> _Written request_
Retype all the records with nothing changed.

[Excerpts of pointing data]
+-------+
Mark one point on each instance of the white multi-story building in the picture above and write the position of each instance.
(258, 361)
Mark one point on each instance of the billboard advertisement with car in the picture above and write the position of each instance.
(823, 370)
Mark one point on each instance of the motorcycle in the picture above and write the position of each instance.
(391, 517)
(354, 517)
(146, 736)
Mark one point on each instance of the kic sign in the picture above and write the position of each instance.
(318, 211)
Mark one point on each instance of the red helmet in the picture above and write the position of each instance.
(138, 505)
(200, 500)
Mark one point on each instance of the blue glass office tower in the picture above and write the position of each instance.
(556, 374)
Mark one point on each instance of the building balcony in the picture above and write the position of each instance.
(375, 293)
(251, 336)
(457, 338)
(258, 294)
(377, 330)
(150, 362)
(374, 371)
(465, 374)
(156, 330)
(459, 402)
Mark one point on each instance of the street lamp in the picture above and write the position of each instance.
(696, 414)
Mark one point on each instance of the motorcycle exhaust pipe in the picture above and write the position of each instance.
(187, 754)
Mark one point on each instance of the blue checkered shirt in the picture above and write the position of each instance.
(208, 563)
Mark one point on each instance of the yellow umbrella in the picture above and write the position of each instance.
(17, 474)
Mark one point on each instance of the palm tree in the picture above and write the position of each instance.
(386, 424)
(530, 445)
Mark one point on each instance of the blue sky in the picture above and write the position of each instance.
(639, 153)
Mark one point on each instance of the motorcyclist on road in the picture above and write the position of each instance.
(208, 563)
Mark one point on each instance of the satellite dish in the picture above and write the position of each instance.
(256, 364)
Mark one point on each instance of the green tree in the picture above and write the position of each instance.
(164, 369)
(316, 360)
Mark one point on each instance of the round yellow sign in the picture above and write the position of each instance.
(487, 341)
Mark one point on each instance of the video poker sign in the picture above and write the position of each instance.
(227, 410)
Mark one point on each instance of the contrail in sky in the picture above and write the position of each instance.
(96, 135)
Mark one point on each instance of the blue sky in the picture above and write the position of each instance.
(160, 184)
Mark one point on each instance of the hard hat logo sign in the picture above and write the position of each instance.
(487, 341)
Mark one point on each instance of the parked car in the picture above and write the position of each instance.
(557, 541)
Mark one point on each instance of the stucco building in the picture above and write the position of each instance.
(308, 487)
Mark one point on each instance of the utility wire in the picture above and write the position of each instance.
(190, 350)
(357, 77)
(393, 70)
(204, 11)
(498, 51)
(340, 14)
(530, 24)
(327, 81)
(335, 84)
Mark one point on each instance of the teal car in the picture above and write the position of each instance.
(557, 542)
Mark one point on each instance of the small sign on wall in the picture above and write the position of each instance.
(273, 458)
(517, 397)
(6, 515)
+-------+
> _Written solution_
Mark one point on each instance of the white multi-story building in the picture above and write the position of each instance.
(258, 361)
Mark one point on each instance of the billboard advertisement with car in the picture above and write the position of each instance.
(823, 370)
Mark one point on each instance of the motorcycle in the picture above and write the position of each instance.
(391, 517)
(354, 517)
(146, 736)
Mark one point on each instance of the kic sign in the picture above and write the position of each instance.
(318, 211)
Mark one point on each instance of the red helmet in the picture above and write the position of each instance.
(138, 505)
(200, 500)
Mark one point on each instance of the blue glass office tower in the picture above and write the position of each instance.
(556, 374)
Mark one point on each instance of the building balcony in the picture above and write the position of each instance.
(375, 293)
(251, 336)
(457, 338)
(258, 294)
(377, 330)
(150, 362)
(374, 371)
(465, 374)
(156, 330)
(459, 402)
Mark one point on each instance of the street lamp in the picture above and write the position of each instance.
(696, 414)
Mark one point on each instance of the motorcycle exhaust pipe in the picture above and write the position of each instance.
(187, 754)
Mark one point on each instance of the blue checkered shirt in the picture above and write the position of each instance.
(208, 563)
Mark one point on each instance of the yellow umbrella in the picture above and write the position of each instance.
(17, 474)
Mark one point on each instance of the palm tree in the picture above and write the position of each instance.
(386, 424)
(530, 445)
Mark one point on each instance of the blue sky in the picture above and write the position of each instance.
(639, 153)
Mark one point on each instance of the motorcyclist on road in the picture above and write the position of each instance.
(208, 563)
Mark one point on each instance of the satellite dish in the picture above and write the position of each instance.
(256, 364)
Mark one point on each instance of the green tree in the picture above and write the position of each instance.
(164, 369)
(316, 360)
Mark one point on each instance of the round yellow sign in the picture above and write the position of each instance.
(487, 341)
Mark one point on each instance of the video poker sign in the picture above and write the position of each instance.
(227, 410)
Mark one point on each instance of the contrail in sky in the picture above and write the position of each instance.
(96, 135)
Mark one point on each instance of the blue sky in the picture above and write the position of each instance.
(160, 184)
Mark one point on each instance of the hard hat logo sign in the picture above and write the position of each instance.
(487, 341)
Mark one point on each instance of the parked car in the picture above and write the position of each instance.
(557, 541)
Mark one point on each instance of the stucco building in the picture above and write the position of each instance.
(308, 487)
Mark one point on each instance of the utility wire in the picture above and write the position of each instance.
(190, 350)
(357, 77)
(393, 70)
(204, 11)
(498, 51)
(340, 14)
(530, 24)
(327, 81)
(335, 84)
Mark one point on each instance of the teal car in the picture above and write the position of each instance.
(557, 542)
Mark one point on each instance of the small sign on wall in the picture above and write the position of each instance.
(273, 458)
(517, 397)
(6, 515)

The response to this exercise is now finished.